* READING TEXT:
# # # # # # #
DynamoDB Resources

DynamoDB is a popular NoSQL database offered by AWS as a fully managed database as a service (DBaaS) running on Amazon Web Services (AWS) cloud infrastructure.

AWS designed DynamoDB to implement a combination of Amazon Dynamo technology and Google BigTable (a wide column and key value store).

DynamoDB is primarily a key-value store NoSQL database that also supports a document store data model using JSON. DynamoDB is a proprietary, closed source non-relational database.

DynamoDB only runs on AWS cloud infrastructure. It does not run on-premises or in other cloud environments. It is sold through a “serverless” model. Customers pay a subscription based upon database read/write throughput and storage needs versus systems in a database cluster.

How to Use DynamoDB?

AWS Course on Getting Started with DynamoDB

AWS provides detailed training and certification courses for DynamoDB with self-paced courses that take about 16 hours (plus optional labs). In the courses, you simulate a real application development project with lessons that cover:

The DynamoDB API and AWS SDKs
Working with indexes
Managing capacity, consistency, and performance
Managing DynamoDB applications at scale
Advanced monitoring and optimization
Architecting applications and tables

Amazon Web Services (AWS) Developer Guide

AWS provides a series of hands-on tutorials for users in their developer guide that assist them in getting started with DynamoDB. They cover everything from basic concepts in how to use DynamoDB to deep dives into reading and updating data in tables and creating and querying indexes.

Alex Debrie’s Resources
DynamoDB expert Alex Debrie has written The DynamoDB Book and created DynamoDBGuide.com, an open guide that walks through the basic concepts and advanced features of the DynamoDB. He also maintains a GitHub page that collects his top DynamoDB resources. This page includes sections focusing on books, videos, written resources, tools, and uses – plus an entire section on AWS re:Invent talks by Rick Houlihan, inventor of DynamoDB.

Data Modeling in DynamoDB
Find an example of modeling relational data in DynamoDB from AWS here, and a developer guide to best practices for modeling relational data in DynamoDB here.

Overcoming DynamoDB Challenges
Here are a few first-hand accounts of how teams overcame DynamoDB challenges such as high costs, slow autoscaling, and deployment limitations:

GE Healthcare: GE Healthcare’s clients needed their solution to run on-premises. The team had two choices: rewrite the Edison Workbench to run against a different datastore, or find a database compatible with DynamoDB.
# # # # # # #
Labeled-object pointing entries
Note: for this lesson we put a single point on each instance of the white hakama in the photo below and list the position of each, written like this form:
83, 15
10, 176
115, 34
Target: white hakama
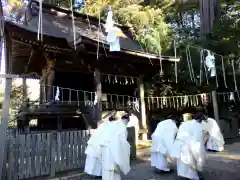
189, 150
160, 162
93, 163
115, 152
134, 122
93, 166
162, 143
184, 170
216, 141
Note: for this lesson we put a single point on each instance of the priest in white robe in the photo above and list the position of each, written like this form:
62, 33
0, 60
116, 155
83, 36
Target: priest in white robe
215, 141
93, 151
93, 163
133, 122
116, 150
189, 148
162, 142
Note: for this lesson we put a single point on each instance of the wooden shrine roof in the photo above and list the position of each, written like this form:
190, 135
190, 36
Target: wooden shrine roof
27, 51
58, 30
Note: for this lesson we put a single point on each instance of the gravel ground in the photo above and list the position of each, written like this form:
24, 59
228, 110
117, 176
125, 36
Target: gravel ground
219, 166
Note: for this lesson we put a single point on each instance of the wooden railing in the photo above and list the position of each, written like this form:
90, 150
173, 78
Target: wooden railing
46, 153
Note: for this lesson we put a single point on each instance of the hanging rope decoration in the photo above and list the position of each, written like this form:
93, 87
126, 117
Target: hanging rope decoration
73, 26
178, 101
116, 79
40, 27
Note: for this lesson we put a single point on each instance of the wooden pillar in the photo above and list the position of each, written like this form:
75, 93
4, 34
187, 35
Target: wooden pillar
43, 87
4, 121
142, 107
50, 88
98, 90
25, 89
215, 106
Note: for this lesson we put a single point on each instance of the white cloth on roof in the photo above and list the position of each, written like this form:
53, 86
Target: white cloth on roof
189, 149
216, 141
162, 144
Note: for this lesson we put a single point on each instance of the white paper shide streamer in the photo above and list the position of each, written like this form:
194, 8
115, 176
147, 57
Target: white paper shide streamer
95, 99
136, 105
57, 94
232, 98
210, 63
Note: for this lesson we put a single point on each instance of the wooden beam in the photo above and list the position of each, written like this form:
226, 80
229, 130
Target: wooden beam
142, 107
4, 121
98, 85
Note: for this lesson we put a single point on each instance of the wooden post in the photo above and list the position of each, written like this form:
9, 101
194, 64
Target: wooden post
98, 90
25, 93
50, 88
142, 107
215, 106
43, 86
4, 121
53, 153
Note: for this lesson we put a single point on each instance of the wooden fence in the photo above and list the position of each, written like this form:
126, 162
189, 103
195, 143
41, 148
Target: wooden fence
44, 154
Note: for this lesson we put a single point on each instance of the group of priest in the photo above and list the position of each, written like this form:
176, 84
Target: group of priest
184, 144
174, 142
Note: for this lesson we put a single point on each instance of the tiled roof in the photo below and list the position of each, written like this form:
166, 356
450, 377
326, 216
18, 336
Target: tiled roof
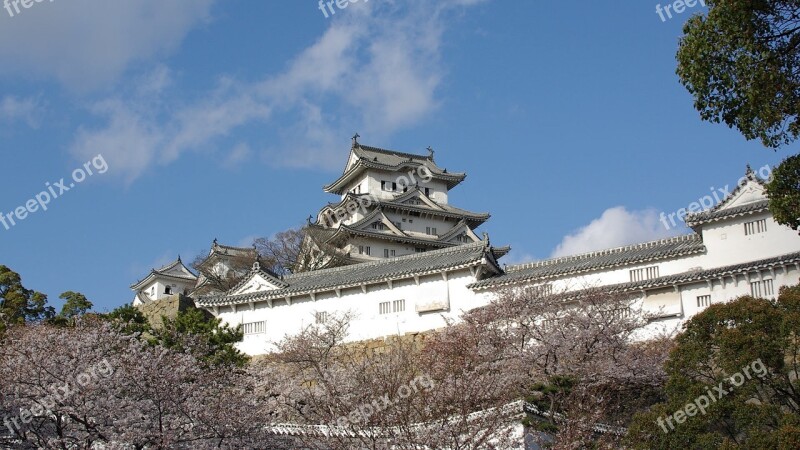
# # # # # # #
* WRITTEN TASKS:
A. Format the rows from the line with "the wooden fence" through the end of the rows as a numbered list, skipping blank lines and leaving out the pictures.
B. Resume the page on DynamoDB resources, writing on from its final sentence.

* REPLIES:
A.
1. Note: for this lesson we put a single point on each instance of the wooden fence in the photo above and list the position of each, written like this form:
2. 126, 162
3. 189, 103
4. 195, 143
5. 41, 148
6. Target: wooden fence
7. 44, 154
8. Note: for this lesson we put a single point on each instance of the group of priest in the photo above and list the position of each, written like this form:
9. 176, 84
10. Target: group of priest
11. 184, 144
12. 174, 142
13. Note: for this lesson we put a single point on each instance of the tiled roof in the photo below and list the position of each, written like this form:
14. 166, 356
15. 450, 377
16. 326, 216
17. 18, 336
18. Target: tiled roof

B.
iFood: DynamoDB’s autoscaling was not fast enough for their use case. iFood’s bursty traffic spikes around lunch and dinner times. Slow autoscaling meant that they could not meet those daily bursts of demand unless they left a high minimum throughput (which was expensive) or managed scaling themselves (which is work that they were trying to avoid by paying for a fully-managed service).
Lookout: Lookout needed to dramatically scale their solution, however, DynamoDB alone was going to cost them about $1M per month if they scaled it for the target 100M devices. Also, DynamoDB lacked the required level of sorting for time series data. With DynamoDB, they had to use a query API that introduced a significant performance hit, impacting latency.

Decorative Image of Scylla Monster Watching Screen

Masterclass: Data Modeling for NoSQL Databases

DynamoDB Cost

A free tier of AWS DynamoDB does exist, but it offers more minimal features. DynamoDB pricing is based on six factors:

Amount of replicated write request units while using DynamoDB global tables
Backup and restore operations performed
Data storage
Data transfer amounts
DynamoDB streams
Read and write levels

It is important to consider these factors in the context of the DynamoDB pricing structure to reduce DynamoDB costs and achieve the best performance. There are two pricing structures to choose from: on-demand capacity and provisioned capacity.

DynamoDB On-demand Pricing

The DynamoDB on-demand pricing plan is billed per read and write request units. This is a truly serverless choice, because users are charged only for the requests made. However, when handling large workloads, this choice can become expensive. When it’s not clear how much traffic is coming, the on-demand capacity method is ideal for autoscaling.

DynamoDB Provisioned Capacity

The DynamoDB provisioned capacity pricing plan bills users hourly per read and write capacity units. This means users can control costs by specifying that each database table be fully managed, designating a maximum amount of resources needed. Provisioned capacity offers autoscaling, dynamically adapting to traffic spikes—but only when enabled.

On-demand capacity is best when:

The application’s workload is unclear
The application’s data traffic consistency is unknown
For a pay as you use option

According to blog posts by Yan Cui, on-demand tables compared to provisioned tables are several times more costly per request to use. For a consistent workload with no unexpected spikes, where future usage is unsure, consider enabling autoscaling in provisioned mode.

Provisioned capacity is ideal when:

The maximum application workload is known
Application traffic is consistent and does not demand scaling (it costs more to enable the autoscaling feature)

Users of provisioned capacity that exceeds 100 units can purchase reserved capacity to optimize costs.

Learn more about how AWS calculates costs for both provisioned capacity and on-demand DynamoDB pricing structures here. Or select DynamoDB features, read/write settings, and/or provisioned capacity, and see estimates with the AWS DynamoDB Pricing Calculator.

To see how DynamoDB’s costs compare to alternative databases–including some with DynamoDB-compatible APIs– see this DynamoDB Pricing Comparison Calculator. Alternatives are often around 1/5 the cost of DynamoDB, with 1/3 or less latency and 10x or greater throughput (see benchmarks).

DynamoDB Data Types

DynamoDB supports various types of data for different attributes within a table:

Scalar data types. A scalar type may represent one value only. Binary, Boolean, null, number, and string are the scalar types.

Binary type attributes store binary data such as encrypted data, compressed text, or images. DynamoDB treats each binary data byte as unsigned as it compares binary values.

A Boolean type attribute stores either a true or false value.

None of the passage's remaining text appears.